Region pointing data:
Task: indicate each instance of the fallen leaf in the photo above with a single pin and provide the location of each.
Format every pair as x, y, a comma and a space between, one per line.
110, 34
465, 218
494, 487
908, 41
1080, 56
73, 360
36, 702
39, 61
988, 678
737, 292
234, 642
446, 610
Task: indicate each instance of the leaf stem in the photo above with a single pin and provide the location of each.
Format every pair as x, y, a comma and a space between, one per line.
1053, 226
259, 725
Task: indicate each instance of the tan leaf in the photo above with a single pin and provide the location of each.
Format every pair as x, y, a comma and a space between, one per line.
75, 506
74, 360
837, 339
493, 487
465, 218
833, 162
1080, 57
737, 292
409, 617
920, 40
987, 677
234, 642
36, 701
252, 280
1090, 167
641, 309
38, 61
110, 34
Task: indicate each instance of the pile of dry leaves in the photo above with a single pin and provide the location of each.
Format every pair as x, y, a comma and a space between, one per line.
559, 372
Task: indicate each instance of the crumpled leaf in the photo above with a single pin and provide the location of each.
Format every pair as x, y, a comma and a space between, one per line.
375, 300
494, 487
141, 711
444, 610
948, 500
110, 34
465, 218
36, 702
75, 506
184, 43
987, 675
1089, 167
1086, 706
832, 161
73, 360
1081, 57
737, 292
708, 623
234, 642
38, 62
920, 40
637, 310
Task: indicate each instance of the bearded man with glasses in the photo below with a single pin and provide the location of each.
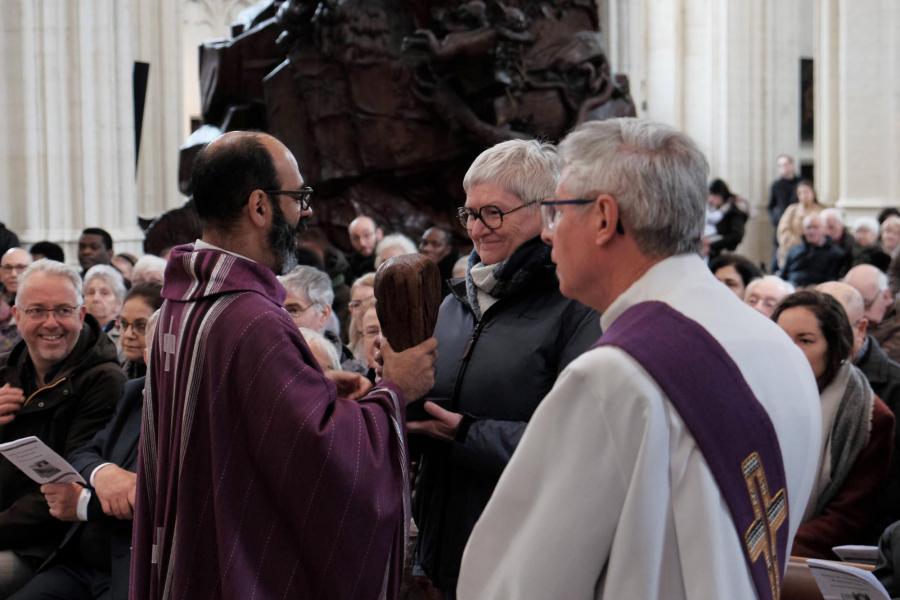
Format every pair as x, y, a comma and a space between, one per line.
505, 332
60, 383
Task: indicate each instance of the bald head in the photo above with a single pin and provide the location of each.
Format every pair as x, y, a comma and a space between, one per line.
13, 262
852, 301
834, 223
872, 284
814, 230
765, 293
364, 235
232, 167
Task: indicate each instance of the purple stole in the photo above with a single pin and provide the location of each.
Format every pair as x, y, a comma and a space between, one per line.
730, 426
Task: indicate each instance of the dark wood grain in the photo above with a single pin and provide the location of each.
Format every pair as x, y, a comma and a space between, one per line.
408, 296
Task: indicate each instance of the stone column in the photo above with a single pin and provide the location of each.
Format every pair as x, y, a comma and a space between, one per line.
727, 73
858, 105
66, 143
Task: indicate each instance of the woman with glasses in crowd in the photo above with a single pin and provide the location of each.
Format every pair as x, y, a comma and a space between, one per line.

▸ TASK REQUIREMENTS: Above are some records; quote exactly and only the lines that begin at the line containing "Task: indicate each instance of the bearded" and stop after the line containing "Task: indicate each instance of the dark", leaving out the pictures.

▸ ANSWER BOX:
Task: indicate each instance of the bearded man with glasses in the photo below with a single pin and provide the location of each.
Format every pair as x, y, a comma and a space between, one per line.
505, 332
60, 383
Task: indicate each instance of the bald head in the photo above with a single pin and provide the location of each.
Format every pair as x, y, a comma and a space between, one per line.
13, 262
852, 301
834, 223
872, 284
814, 230
765, 293
364, 235
232, 167
Task: indicate each instance of the purple stole in the photo above with a single pin and provide the location of each.
Format every pair as x, y, a comma and a space between, one per line.
730, 426
Task: indicate each instance of the dark wood grain in the photo above with a single pin and provide the location of each.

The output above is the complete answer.